• _TRY IT_:
Retype exactly the lines from the one that contains "Please annotate the snow covered" through the final line of the material below, and add nothing else.
══ SUPPLIED DATA ══
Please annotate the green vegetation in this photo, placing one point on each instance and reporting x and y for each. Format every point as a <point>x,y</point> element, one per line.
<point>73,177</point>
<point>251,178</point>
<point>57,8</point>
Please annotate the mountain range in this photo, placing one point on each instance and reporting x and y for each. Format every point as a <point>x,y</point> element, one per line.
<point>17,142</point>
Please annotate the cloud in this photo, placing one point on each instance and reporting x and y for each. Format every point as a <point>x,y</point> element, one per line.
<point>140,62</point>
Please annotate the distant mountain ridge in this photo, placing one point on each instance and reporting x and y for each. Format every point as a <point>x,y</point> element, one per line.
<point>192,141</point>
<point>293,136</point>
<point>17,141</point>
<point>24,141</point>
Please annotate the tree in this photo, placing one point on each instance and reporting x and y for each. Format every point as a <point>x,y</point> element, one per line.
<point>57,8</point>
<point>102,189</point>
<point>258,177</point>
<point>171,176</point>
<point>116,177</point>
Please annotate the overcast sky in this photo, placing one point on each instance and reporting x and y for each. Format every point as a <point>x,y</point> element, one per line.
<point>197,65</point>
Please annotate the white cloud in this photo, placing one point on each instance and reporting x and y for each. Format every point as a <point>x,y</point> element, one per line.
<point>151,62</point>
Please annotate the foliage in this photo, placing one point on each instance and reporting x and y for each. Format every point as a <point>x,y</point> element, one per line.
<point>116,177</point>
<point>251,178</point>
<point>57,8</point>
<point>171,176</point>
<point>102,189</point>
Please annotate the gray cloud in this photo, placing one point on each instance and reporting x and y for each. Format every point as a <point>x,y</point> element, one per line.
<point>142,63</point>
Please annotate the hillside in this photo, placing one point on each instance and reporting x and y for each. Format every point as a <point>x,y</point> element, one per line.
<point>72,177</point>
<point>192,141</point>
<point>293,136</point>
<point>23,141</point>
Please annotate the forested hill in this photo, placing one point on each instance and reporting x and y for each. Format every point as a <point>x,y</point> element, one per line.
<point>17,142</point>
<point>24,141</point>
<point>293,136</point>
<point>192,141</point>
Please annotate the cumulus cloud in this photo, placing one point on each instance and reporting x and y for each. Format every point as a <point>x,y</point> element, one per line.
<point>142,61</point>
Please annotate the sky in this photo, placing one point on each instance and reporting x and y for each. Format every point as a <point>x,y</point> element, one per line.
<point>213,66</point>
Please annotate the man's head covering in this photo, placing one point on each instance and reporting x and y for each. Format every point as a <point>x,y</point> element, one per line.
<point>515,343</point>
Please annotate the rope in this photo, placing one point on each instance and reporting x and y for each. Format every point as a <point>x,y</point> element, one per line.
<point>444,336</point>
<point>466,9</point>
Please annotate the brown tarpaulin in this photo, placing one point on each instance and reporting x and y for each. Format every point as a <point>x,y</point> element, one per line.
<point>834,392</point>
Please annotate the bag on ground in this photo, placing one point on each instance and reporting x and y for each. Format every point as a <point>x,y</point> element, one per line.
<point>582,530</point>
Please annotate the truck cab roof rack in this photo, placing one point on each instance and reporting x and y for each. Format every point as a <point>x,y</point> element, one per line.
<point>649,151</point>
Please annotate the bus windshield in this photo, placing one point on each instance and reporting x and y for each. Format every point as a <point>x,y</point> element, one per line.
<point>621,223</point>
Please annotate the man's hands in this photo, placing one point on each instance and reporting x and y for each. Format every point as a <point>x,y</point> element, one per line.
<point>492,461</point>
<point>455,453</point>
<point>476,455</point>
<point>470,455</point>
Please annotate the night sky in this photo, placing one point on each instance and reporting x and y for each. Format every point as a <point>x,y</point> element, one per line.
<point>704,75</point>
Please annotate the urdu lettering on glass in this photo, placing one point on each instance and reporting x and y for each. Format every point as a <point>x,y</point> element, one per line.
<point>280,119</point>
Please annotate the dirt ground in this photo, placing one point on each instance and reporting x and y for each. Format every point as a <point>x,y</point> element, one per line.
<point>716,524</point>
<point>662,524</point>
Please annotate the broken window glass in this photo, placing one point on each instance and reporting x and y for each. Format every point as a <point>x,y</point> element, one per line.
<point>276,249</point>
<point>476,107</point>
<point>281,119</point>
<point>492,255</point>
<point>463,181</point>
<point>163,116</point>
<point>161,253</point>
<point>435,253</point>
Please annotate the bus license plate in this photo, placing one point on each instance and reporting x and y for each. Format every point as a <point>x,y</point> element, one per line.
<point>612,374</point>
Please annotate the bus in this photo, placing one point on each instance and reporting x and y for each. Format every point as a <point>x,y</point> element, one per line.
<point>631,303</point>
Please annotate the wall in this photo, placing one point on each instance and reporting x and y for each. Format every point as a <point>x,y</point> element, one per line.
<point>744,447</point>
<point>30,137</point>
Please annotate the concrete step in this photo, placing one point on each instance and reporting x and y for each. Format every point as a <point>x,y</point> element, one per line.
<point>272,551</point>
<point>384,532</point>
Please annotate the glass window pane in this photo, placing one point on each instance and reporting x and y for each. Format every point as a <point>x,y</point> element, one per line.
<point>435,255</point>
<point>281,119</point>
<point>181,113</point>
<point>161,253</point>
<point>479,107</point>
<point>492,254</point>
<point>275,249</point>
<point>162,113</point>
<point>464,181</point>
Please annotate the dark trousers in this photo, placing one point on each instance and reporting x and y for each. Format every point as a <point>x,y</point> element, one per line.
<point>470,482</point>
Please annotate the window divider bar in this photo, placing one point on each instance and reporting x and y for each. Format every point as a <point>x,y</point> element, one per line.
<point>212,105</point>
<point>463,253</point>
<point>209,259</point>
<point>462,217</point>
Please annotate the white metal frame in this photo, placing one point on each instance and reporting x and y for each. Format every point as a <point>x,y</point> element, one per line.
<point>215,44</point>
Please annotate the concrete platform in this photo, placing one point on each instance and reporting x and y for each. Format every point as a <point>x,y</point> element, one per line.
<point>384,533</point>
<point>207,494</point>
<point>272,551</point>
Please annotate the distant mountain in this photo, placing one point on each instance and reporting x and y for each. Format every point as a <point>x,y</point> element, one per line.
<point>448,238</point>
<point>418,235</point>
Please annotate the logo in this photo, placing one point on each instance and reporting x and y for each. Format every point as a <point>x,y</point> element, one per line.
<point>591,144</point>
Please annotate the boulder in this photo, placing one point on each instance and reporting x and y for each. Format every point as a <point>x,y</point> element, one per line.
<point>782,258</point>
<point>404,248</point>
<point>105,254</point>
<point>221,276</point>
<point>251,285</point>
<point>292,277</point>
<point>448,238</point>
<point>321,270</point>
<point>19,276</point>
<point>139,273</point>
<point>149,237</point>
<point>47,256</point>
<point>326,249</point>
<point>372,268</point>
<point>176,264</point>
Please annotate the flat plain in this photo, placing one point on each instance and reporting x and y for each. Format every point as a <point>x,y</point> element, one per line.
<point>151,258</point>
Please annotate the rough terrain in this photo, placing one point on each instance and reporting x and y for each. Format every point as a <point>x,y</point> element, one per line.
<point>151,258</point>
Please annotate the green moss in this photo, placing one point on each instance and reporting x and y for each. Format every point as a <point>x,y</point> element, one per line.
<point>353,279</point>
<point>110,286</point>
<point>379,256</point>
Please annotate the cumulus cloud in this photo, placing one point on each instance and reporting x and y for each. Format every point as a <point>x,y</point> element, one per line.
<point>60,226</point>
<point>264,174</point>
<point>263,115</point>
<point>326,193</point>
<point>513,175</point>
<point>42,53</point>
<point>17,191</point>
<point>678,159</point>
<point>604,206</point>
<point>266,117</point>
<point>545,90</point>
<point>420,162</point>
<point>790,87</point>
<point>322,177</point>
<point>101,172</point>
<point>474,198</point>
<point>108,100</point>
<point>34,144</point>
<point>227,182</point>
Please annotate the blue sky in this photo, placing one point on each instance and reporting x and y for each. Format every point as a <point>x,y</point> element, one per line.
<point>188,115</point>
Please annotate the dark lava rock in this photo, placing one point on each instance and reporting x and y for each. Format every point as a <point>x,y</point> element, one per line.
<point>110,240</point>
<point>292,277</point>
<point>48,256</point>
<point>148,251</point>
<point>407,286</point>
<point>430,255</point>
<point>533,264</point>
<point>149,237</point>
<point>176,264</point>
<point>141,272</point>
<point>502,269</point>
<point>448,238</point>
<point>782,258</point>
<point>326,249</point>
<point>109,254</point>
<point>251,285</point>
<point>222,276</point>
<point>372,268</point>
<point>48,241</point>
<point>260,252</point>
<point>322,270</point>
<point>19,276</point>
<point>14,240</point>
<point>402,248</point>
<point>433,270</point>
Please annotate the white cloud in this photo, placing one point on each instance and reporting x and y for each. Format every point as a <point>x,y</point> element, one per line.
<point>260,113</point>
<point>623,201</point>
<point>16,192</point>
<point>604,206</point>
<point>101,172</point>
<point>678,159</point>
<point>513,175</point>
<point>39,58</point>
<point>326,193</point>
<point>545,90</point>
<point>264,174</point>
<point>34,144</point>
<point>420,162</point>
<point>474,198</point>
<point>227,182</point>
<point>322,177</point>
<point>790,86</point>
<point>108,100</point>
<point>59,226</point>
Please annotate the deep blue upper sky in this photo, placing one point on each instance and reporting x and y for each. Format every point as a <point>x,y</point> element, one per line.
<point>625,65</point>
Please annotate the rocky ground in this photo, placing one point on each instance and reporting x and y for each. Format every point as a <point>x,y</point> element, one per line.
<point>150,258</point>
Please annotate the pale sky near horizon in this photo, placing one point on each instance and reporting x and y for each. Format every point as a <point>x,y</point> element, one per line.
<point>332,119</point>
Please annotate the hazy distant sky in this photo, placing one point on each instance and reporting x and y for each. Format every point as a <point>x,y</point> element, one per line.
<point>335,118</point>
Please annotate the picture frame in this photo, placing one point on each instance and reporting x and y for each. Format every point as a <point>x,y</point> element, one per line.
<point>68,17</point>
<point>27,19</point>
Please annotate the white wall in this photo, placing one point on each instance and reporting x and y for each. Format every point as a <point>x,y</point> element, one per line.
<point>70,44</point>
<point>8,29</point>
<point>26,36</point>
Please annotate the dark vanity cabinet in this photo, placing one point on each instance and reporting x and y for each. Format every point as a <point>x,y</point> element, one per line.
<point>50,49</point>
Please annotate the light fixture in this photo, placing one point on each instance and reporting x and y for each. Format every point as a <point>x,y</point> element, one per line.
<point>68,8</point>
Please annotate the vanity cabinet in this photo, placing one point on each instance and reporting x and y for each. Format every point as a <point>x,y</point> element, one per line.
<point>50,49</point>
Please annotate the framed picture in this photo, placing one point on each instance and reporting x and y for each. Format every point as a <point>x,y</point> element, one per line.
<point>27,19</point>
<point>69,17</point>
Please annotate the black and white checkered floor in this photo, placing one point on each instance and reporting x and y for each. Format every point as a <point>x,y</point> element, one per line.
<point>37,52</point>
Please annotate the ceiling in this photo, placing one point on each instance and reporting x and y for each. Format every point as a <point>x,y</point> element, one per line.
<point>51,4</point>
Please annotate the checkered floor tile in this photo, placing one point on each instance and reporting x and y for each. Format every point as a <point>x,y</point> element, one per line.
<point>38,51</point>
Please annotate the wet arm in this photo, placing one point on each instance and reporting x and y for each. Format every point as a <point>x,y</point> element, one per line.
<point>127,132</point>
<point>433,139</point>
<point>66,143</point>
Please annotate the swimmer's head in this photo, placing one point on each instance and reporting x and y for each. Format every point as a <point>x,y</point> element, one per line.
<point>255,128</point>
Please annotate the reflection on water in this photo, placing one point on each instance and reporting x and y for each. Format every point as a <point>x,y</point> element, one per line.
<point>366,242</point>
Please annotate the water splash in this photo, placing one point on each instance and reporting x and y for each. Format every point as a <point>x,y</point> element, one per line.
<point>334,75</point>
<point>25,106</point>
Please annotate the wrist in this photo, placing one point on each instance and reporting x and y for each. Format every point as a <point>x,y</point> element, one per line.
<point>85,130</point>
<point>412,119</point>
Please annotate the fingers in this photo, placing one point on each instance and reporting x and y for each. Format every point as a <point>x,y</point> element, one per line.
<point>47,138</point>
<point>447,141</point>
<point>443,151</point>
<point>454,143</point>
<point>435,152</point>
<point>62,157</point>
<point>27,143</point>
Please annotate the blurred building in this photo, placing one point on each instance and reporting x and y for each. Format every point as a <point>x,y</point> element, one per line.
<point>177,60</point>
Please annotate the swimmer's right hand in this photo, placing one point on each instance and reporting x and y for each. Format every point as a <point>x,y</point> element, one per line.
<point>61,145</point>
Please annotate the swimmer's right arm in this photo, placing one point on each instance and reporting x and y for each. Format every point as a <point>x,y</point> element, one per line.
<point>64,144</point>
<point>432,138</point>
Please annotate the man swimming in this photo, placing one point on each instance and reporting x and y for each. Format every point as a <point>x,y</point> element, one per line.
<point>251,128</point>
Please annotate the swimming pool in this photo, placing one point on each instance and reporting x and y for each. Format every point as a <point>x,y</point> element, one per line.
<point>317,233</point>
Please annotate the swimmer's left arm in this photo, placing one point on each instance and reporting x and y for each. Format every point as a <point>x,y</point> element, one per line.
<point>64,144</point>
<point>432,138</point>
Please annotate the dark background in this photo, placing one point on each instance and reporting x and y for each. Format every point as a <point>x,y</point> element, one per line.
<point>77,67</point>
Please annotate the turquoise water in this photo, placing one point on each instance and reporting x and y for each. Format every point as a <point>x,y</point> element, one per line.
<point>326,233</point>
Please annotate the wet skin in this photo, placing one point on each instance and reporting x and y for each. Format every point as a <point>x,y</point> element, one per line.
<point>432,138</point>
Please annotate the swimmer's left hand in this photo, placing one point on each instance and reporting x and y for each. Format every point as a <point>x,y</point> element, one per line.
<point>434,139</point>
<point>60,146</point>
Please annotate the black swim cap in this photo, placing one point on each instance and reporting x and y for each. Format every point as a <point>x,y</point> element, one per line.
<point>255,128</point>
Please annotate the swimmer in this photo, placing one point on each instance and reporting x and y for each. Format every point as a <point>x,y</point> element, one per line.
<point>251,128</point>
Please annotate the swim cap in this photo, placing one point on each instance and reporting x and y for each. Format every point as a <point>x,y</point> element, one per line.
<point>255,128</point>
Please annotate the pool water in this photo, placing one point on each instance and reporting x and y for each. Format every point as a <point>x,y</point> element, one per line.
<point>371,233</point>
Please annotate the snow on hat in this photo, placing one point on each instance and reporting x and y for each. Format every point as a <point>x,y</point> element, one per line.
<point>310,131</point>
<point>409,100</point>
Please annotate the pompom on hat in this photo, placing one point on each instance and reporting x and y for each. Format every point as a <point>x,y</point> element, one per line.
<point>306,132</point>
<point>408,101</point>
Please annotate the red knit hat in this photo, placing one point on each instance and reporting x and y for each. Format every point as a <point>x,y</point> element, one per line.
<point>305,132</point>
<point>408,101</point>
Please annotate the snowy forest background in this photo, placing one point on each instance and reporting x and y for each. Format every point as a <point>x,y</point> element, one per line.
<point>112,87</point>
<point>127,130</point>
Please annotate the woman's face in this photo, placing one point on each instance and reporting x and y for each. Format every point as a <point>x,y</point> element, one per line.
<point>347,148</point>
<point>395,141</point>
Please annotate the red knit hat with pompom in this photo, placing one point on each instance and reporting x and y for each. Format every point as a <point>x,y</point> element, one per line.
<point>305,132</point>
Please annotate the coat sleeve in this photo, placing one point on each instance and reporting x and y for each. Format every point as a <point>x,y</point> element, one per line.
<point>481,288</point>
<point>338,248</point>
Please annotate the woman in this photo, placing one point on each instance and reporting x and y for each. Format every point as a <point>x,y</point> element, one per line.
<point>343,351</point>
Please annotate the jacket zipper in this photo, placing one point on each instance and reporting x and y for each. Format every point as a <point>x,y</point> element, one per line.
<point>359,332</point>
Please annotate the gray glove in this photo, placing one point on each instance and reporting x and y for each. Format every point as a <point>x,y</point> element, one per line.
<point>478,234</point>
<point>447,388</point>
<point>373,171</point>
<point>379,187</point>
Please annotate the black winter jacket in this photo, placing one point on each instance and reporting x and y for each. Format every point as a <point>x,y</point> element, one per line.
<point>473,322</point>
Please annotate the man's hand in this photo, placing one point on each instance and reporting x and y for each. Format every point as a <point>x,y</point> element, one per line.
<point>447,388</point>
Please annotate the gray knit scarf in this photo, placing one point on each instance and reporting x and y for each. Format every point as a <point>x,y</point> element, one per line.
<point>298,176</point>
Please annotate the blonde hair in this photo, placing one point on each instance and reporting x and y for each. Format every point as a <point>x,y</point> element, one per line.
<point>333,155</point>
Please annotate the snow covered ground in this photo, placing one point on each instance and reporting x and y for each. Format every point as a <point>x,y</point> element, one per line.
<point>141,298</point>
═══
• _RESULT BELOW_:
Please annotate the snow covered ground in this photo, placing one point on each instance and reporting x and y for each. Format every point as a <point>x,y</point> element, one per line.
<point>141,298</point>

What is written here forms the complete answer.